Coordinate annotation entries
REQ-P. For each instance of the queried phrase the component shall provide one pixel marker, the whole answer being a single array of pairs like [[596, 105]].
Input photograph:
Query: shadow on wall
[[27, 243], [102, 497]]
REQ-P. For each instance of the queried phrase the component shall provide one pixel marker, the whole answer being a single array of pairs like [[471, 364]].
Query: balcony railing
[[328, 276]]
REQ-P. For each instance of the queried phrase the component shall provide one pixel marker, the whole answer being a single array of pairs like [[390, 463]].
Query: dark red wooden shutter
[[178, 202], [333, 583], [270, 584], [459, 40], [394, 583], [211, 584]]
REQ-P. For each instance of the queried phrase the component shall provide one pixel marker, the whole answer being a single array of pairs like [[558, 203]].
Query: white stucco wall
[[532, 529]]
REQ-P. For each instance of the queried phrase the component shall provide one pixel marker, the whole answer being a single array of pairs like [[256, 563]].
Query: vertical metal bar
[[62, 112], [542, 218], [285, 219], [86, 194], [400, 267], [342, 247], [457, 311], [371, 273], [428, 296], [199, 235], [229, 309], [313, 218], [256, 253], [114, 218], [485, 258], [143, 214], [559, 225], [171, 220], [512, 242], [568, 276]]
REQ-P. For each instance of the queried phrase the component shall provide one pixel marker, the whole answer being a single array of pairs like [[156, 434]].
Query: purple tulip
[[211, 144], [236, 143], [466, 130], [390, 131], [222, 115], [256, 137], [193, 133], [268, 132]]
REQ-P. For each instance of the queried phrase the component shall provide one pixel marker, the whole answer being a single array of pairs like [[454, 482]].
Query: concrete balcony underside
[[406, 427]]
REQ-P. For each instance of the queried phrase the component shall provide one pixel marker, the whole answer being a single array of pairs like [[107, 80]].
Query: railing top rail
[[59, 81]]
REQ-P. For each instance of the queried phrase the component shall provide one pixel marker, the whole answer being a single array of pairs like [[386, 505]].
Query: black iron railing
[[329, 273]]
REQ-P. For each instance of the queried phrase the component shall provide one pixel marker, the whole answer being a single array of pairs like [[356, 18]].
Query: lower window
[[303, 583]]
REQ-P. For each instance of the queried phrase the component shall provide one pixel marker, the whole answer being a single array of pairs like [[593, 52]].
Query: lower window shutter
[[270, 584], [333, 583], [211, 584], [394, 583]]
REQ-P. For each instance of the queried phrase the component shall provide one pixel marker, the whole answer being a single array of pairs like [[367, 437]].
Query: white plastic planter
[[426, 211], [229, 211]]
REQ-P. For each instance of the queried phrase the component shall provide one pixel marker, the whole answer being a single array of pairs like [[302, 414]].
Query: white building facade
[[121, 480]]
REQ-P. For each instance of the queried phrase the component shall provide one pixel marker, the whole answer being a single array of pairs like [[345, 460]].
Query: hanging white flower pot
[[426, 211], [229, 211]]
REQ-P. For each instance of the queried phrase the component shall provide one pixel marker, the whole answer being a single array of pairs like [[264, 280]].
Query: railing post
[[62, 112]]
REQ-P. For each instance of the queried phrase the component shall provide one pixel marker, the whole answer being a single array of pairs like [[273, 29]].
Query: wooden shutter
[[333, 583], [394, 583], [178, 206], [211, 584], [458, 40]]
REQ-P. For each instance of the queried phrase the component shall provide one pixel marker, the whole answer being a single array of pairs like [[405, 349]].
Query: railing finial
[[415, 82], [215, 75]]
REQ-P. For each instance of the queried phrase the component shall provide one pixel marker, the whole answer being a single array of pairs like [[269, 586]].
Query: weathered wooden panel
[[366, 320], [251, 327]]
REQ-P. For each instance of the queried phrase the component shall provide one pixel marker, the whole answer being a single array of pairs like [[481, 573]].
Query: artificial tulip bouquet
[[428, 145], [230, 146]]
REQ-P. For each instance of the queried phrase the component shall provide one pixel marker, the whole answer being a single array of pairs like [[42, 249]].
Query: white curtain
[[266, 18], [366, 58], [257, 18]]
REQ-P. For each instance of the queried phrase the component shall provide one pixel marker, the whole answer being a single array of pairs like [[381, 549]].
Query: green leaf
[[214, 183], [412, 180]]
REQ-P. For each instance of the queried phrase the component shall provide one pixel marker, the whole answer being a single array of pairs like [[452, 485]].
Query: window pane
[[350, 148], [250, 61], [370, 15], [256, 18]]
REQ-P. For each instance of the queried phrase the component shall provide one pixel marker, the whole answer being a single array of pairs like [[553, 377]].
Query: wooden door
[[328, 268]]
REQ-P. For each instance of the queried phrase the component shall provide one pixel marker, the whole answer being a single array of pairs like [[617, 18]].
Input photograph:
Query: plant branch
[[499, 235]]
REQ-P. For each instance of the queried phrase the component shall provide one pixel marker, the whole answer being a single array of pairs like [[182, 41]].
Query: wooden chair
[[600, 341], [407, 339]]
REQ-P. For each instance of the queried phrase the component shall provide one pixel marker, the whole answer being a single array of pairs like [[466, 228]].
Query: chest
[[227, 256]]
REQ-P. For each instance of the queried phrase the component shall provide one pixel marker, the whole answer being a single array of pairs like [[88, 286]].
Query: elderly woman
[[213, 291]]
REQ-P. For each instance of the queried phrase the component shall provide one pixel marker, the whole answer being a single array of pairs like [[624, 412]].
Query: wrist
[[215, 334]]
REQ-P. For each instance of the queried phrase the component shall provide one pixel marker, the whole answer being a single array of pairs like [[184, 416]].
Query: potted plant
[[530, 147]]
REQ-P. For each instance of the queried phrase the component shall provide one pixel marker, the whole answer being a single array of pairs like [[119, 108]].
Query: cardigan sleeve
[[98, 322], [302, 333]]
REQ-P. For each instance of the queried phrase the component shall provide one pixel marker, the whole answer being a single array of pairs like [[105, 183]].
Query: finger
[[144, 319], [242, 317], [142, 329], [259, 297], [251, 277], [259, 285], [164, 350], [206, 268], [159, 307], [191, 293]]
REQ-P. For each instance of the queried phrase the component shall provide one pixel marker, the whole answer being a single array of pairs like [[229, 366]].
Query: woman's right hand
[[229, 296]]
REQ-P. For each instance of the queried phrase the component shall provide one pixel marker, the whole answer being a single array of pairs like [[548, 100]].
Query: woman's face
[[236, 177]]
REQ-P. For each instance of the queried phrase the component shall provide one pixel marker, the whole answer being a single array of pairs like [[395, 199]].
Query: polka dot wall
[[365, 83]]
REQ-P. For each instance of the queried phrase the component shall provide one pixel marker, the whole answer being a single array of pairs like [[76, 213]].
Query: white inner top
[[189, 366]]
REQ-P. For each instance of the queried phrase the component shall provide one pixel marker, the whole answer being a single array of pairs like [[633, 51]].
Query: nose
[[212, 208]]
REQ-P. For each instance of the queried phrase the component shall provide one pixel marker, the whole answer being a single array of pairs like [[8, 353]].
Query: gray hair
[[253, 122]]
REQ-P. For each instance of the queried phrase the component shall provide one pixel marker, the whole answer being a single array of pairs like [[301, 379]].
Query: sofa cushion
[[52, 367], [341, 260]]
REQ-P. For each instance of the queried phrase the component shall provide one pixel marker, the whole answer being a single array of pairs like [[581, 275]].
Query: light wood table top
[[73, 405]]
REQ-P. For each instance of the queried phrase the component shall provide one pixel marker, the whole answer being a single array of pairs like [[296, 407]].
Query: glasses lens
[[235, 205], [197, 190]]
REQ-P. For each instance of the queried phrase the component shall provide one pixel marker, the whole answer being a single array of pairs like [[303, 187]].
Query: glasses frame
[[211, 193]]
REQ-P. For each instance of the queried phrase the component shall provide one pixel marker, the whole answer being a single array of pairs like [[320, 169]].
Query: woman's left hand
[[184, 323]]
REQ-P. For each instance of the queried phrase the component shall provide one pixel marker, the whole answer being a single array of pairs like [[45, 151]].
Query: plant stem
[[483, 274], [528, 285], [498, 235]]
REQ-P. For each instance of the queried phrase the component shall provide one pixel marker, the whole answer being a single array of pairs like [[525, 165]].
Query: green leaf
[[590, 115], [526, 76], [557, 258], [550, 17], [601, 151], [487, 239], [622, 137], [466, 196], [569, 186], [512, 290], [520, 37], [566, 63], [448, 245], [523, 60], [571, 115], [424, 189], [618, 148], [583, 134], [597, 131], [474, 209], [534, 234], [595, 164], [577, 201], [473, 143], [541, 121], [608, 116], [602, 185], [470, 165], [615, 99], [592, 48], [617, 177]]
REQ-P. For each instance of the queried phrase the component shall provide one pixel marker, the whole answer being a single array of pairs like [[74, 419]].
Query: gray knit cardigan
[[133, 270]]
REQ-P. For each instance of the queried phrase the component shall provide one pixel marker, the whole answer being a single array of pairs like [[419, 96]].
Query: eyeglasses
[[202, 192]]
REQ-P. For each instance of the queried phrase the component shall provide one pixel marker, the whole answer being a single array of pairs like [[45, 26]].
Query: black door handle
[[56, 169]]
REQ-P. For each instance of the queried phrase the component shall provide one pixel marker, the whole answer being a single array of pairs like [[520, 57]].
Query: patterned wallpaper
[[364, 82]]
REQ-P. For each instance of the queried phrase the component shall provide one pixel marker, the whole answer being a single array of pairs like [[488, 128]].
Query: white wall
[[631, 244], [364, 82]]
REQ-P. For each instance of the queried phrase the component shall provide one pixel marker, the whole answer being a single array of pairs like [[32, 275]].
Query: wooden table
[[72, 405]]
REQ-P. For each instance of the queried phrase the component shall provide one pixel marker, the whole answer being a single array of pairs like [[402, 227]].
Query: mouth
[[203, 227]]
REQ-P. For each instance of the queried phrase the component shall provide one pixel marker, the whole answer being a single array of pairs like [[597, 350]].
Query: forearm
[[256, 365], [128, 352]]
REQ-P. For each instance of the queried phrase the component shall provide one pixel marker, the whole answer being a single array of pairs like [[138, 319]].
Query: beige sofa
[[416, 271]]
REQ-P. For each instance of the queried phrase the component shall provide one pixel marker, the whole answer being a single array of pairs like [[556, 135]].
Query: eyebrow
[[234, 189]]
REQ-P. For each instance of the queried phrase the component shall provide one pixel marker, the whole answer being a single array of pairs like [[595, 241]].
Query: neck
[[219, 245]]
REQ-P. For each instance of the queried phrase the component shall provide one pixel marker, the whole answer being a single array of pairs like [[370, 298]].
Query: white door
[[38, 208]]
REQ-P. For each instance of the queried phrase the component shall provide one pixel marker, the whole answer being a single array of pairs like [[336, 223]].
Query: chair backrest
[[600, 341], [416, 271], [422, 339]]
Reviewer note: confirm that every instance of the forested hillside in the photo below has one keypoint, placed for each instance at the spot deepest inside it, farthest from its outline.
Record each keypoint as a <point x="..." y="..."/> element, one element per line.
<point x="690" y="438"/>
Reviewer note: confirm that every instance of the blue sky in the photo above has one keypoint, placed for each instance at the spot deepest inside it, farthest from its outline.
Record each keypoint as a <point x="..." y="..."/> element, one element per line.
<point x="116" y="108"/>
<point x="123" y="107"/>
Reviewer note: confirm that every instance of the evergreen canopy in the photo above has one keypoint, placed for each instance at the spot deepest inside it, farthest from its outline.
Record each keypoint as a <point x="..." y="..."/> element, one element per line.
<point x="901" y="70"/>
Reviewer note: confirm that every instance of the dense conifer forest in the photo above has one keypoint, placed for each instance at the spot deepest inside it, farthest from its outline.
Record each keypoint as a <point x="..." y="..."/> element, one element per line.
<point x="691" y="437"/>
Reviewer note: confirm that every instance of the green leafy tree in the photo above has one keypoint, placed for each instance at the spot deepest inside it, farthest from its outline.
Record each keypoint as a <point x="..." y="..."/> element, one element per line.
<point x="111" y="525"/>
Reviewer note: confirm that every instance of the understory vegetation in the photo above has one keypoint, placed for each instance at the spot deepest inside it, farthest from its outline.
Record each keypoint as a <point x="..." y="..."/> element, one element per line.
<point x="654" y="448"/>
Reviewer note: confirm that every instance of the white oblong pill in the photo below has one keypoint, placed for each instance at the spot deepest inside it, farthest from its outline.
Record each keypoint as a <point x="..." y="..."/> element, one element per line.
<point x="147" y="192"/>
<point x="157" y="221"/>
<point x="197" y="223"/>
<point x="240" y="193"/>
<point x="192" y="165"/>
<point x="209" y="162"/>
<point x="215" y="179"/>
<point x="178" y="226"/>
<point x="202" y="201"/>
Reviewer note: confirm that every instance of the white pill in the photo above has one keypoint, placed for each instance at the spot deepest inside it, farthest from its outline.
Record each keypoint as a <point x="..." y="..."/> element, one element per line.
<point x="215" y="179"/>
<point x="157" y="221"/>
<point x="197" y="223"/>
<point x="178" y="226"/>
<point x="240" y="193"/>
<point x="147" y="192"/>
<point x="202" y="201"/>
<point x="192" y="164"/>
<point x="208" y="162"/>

● Set exercise
Give the material from its start through the line containing "583], [211, 584]]", inclusive, as a two-column CSV with the headers prompt_text and answer. Each row pairs the text leading up to an answer with that answer, and each value sits in a single quoted field with line breaks replaced by spaces.

● Response for this exercise
prompt_text,answer
"REQ-P. For each instance of the queried phrase the component shall provide one pixel marker, the whole answer being a single array of pairs like [[596, 105]]. Input photograph: Query: shadow on wall","[[27, 243], [102, 497]]"
"REQ-P. For each instance of the queried phrase the component shall provide one pixel marker, the whole answer being a single array of pairs like [[471, 364]]. Query: balcony railing","[[328, 276]]"
"REQ-P. For each instance of the queried phrase the component shall provide one pixel marker, the whole answer being a single array of pairs like [[390, 463]]. Query: dark red wooden shutter","[[178, 202], [333, 583], [270, 584], [459, 40], [394, 583], [211, 584]]"